[Start of DATASET CONTENT]
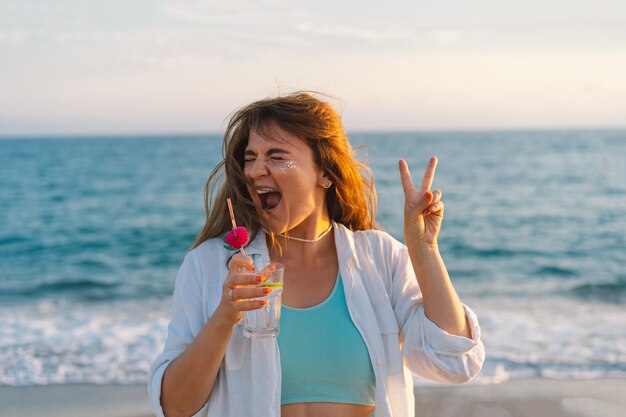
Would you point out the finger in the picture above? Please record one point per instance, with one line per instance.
(405, 177)
(433, 208)
(436, 196)
(243, 293)
(250, 305)
(243, 278)
(429, 174)
(240, 261)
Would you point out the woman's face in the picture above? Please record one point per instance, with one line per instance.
(283, 180)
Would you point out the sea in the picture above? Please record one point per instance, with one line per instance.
(93, 230)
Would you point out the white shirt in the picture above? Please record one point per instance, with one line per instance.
(384, 301)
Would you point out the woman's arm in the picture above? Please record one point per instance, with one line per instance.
(423, 214)
(189, 379)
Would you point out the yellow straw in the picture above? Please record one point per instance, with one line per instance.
(232, 218)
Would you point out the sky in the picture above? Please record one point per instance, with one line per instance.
(172, 66)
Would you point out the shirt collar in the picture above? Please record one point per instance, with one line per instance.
(344, 239)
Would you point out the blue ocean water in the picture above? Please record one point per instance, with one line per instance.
(92, 231)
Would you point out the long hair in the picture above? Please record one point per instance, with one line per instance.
(351, 200)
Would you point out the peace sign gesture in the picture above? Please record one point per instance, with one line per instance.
(423, 209)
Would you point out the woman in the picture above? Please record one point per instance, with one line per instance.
(360, 310)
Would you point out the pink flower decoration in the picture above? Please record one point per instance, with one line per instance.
(237, 238)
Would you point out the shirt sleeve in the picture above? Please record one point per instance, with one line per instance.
(182, 329)
(430, 351)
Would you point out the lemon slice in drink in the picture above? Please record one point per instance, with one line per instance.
(271, 284)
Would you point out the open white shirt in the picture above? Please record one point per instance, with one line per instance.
(384, 301)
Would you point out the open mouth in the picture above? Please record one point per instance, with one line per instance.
(269, 197)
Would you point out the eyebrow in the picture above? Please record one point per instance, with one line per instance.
(270, 152)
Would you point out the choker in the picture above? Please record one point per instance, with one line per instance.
(309, 240)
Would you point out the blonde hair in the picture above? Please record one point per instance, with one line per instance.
(351, 200)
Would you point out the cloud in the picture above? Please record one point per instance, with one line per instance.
(13, 37)
(444, 36)
(387, 33)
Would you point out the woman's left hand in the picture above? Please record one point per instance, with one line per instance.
(423, 209)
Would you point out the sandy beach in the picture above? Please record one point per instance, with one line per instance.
(518, 398)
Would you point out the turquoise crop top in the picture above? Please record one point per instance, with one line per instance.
(322, 354)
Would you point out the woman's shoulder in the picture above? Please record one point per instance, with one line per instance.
(375, 240)
(376, 237)
(208, 253)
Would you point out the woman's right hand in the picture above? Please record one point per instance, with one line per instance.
(239, 288)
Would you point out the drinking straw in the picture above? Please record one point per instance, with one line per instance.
(232, 218)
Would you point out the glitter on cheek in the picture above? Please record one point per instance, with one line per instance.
(287, 166)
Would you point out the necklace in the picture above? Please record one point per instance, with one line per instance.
(309, 240)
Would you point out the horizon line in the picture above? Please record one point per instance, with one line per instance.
(102, 135)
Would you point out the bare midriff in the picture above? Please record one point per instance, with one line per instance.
(326, 409)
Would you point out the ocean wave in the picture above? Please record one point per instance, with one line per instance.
(608, 292)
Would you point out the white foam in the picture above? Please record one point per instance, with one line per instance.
(62, 342)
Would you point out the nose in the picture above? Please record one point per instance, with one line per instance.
(257, 168)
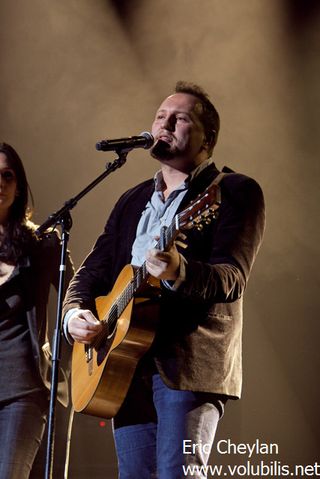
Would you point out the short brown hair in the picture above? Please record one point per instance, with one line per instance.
(209, 117)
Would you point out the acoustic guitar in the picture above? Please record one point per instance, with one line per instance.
(102, 371)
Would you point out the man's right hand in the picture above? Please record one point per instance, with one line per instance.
(83, 326)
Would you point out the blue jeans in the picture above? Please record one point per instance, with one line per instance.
(22, 423)
(159, 447)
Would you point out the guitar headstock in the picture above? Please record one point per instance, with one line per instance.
(200, 211)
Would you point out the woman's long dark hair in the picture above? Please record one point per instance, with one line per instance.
(18, 235)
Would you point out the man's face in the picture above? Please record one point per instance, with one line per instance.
(177, 123)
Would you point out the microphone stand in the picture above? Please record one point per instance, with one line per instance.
(63, 218)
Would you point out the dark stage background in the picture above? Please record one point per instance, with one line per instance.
(76, 71)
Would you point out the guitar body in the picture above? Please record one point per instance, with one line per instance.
(101, 376)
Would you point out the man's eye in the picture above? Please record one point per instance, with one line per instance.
(8, 175)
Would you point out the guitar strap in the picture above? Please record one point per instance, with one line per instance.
(218, 178)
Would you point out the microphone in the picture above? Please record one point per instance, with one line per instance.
(144, 140)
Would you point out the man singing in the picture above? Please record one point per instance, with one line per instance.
(182, 383)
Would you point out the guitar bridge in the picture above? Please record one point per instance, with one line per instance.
(89, 359)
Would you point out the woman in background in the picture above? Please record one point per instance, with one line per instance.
(28, 266)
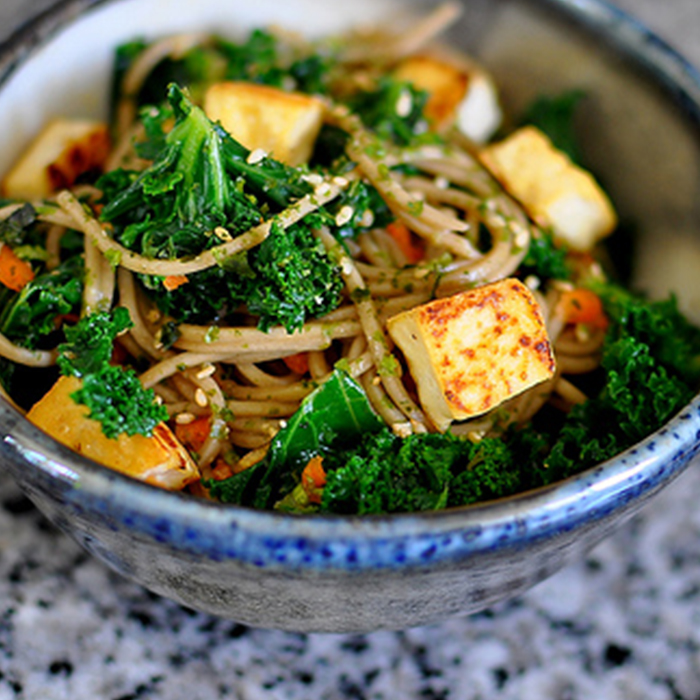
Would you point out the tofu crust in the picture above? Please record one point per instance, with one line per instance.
(63, 151)
(160, 459)
(282, 124)
(470, 352)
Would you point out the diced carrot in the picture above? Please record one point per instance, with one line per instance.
(406, 241)
(582, 306)
(195, 433)
(313, 479)
(221, 470)
(298, 363)
(15, 273)
(172, 282)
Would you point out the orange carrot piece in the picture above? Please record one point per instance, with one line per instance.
(221, 470)
(172, 282)
(406, 241)
(313, 479)
(195, 433)
(299, 363)
(582, 306)
(15, 273)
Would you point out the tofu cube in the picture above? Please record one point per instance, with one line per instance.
(63, 151)
(459, 95)
(283, 124)
(160, 459)
(470, 352)
(555, 192)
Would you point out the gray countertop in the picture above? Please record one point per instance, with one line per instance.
(623, 623)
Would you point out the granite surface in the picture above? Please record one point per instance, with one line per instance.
(623, 624)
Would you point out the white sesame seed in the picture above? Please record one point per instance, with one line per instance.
(367, 218)
(323, 190)
(184, 418)
(522, 238)
(532, 282)
(207, 370)
(222, 234)
(404, 104)
(256, 156)
(344, 215)
(313, 178)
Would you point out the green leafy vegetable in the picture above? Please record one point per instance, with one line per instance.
(651, 363)
(554, 115)
(545, 259)
(394, 111)
(200, 182)
(30, 317)
(333, 415)
(115, 396)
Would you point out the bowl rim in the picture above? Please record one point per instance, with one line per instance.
(639, 469)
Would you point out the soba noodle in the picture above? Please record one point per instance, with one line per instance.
(233, 373)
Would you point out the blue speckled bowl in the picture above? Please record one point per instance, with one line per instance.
(345, 574)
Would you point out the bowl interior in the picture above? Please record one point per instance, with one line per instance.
(639, 142)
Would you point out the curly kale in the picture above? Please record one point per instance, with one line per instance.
(200, 187)
(651, 366)
(395, 111)
(115, 396)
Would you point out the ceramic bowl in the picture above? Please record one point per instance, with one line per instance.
(344, 574)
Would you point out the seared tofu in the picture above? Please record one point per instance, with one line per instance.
(282, 124)
(160, 459)
(63, 151)
(471, 352)
(458, 95)
(555, 192)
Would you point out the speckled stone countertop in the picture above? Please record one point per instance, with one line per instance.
(623, 624)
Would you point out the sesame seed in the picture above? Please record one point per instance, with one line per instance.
(256, 156)
(367, 218)
(344, 215)
(184, 418)
(532, 282)
(323, 190)
(404, 104)
(207, 370)
(313, 179)
(222, 234)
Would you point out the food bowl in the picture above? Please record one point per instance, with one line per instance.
(341, 574)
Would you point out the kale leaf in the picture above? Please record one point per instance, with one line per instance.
(200, 181)
(651, 363)
(115, 396)
(554, 116)
(394, 111)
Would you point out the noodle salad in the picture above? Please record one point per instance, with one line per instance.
(327, 276)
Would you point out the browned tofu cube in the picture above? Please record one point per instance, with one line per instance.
(555, 192)
(57, 157)
(459, 95)
(282, 124)
(160, 459)
(470, 352)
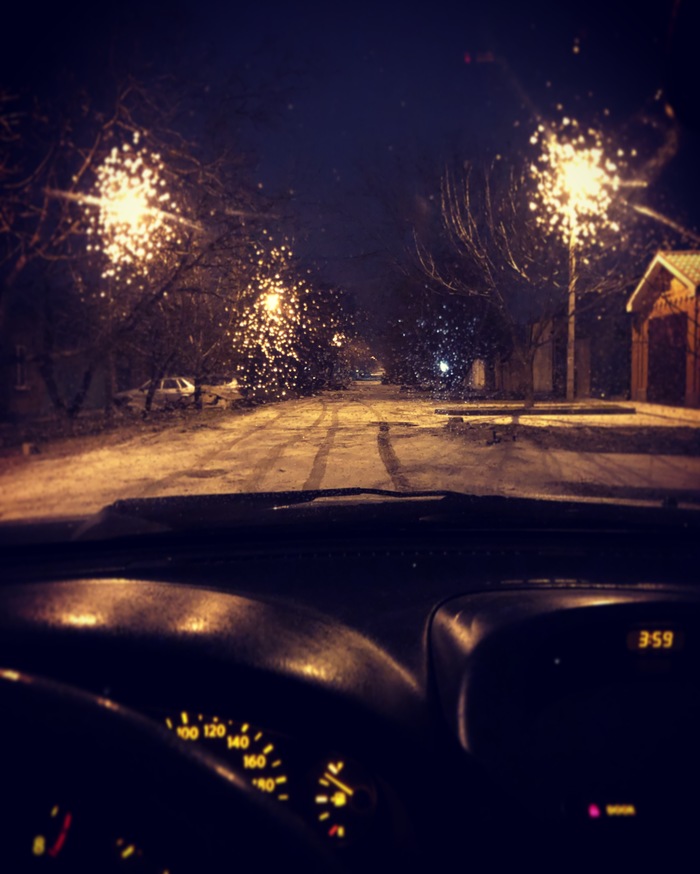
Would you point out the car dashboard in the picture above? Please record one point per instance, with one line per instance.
(518, 694)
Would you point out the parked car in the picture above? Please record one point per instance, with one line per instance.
(223, 388)
(169, 391)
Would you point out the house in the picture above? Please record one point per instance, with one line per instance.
(665, 341)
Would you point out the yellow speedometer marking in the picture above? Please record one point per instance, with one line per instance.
(339, 784)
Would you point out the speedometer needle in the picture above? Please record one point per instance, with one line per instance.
(346, 789)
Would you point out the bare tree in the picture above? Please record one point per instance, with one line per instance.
(491, 246)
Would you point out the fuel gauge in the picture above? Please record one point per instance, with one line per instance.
(345, 800)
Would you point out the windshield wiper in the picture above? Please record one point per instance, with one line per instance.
(354, 506)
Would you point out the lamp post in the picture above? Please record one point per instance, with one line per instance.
(575, 187)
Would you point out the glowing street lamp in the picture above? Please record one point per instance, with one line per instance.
(575, 188)
(134, 219)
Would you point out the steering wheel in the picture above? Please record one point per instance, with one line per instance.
(91, 786)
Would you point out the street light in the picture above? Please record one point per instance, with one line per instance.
(134, 218)
(575, 188)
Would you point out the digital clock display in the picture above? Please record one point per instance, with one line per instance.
(654, 639)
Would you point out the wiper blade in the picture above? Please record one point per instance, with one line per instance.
(313, 507)
(132, 516)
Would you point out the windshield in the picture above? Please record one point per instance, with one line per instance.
(266, 248)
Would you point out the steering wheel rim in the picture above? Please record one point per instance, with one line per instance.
(111, 781)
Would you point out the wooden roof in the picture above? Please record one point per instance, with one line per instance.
(683, 265)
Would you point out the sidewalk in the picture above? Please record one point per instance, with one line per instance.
(585, 412)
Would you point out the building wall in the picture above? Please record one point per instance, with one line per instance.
(675, 300)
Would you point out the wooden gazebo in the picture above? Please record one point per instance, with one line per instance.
(665, 335)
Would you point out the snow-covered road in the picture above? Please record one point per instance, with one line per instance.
(370, 436)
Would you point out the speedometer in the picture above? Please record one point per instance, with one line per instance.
(249, 749)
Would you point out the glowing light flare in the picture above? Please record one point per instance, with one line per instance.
(575, 183)
(130, 224)
(271, 302)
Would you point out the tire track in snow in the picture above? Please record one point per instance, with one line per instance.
(318, 468)
(390, 459)
(157, 486)
(265, 465)
(387, 454)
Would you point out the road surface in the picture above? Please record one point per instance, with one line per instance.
(370, 435)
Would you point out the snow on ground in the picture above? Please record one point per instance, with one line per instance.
(370, 436)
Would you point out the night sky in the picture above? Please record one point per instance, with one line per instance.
(361, 94)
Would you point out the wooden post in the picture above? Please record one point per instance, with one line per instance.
(571, 326)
[End of DATASET CONTENT]
◆ TASK INSTRUCTIONS: Only the lines from the one containing "Would you point out the tire" to the end of the listing belong in the output, each reproduced exactly.

◆ EXERCISE SOLUTION:
Would you point out the tire track in snow in the picture above? Please record one point per instance, with one line per instance.
(318, 468)
(390, 459)
(157, 486)
(265, 465)
(387, 454)
Would you point out the road surface in the picture above? Please record one point per instance, with one line per instance.
(370, 435)
Would you point out the snow on ground in the picture above? Please record one point per instance, with one line per instance.
(370, 436)
Would you point out the night sky in the picture above? Please record one point per instance, with one line per instance.
(361, 94)
Would you point out the wooden post in the picture above? Please record one point per instance, with one line per instance.
(571, 326)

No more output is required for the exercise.